-- start SOURCE DOCUMENT --

See the introductory post for the idea behind these posts and some important disclaimers.

### Today: How does the probability of a binary variable being = 1 change if we set an independent variable from min to max while keeping all other independent variables at their mean?

First, we will have a look at a simple example: Paul Whiteley, Harold D. Clarke, David Sanders and Marianne C. Stewart look at why some voters in the UK voted in favor of electoral reform and some didn´t. You can find the article here or here. The dependent variable is „vote Yes“; the model is a simple binomial logit. The usual way to depict the results is the well-known table, depicting coefficients, standard errors, significance levels, and so on.

However, as Whiteley et al. put it on p.315: „Since the binomial logit functional form is non-linear, the substantive impact of statistically signiﬁcant predictor variables is not readily apparent from the coefﬁcients in Table 3. To provide intuition about the inﬂuence of various predictors, Figure 4 shows the effect on the probability of voting Yes of increasing a given predictor from its minimum to its maximum value while holding the other variables constant at their means.“

Thus (if you cannot download the original article): What we want is a figure that looks roughly like this:

Now, that would be a helpful figure. We can discern how the probability of voting Yes changes with changes of each independent variable from its minimum to its maximum, given that all other independent variables are held constant.

Let´s try to produce a similar graph with our example dataset. The example dataset has nothing to do with voting yes or no, its sole purpose is to illustrate how we can generate a graph like Whiteley et al.

The dataset covers 21 OECD countries from 1980 to 2008 and contains mostly macro-level data characterizing these countries. Most of the data are from the dataset by Klaus Armingeon, David Weisstanner, Sarah Engler, Panajotis Potolidis and Marlène Gerber, some are from my own work.

-- end SOURCE DOCUMENT --
-- start DATA EXCERPT --

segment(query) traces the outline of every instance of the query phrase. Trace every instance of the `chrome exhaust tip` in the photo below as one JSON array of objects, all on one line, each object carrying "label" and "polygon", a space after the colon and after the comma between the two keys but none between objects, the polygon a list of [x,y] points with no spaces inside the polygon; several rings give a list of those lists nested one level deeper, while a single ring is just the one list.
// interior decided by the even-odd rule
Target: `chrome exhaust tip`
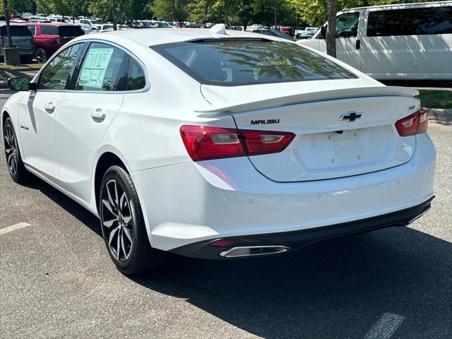
[{"label": "chrome exhaust tip", "polygon": [[290,249],[290,247],[282,245],[239,246],[223,251],[220,254],[220,256],[238,258],[240,256],[266,256],[287,252]]}]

-- end DATA EXCERPT --

PROBLEM DESCRIPTION
Condense the paragraph in the post that begins "First, we will have a look at a simple example" into a short bulleted list that keeps its main facts. The material above is separate from the post.

COMPLETED EXERCISE
- The example is a study by Paul Whiteley, Harold D. Clarke, David Sanders and Marianne C. Stewart on why some UK voters favored electoral reform and others did not.
- The dependent variable is "vote Yes."
- The model is a simple binomial logit.
- Results are usually shown in a table of coefficients, standard errors, significance levels and similar figures.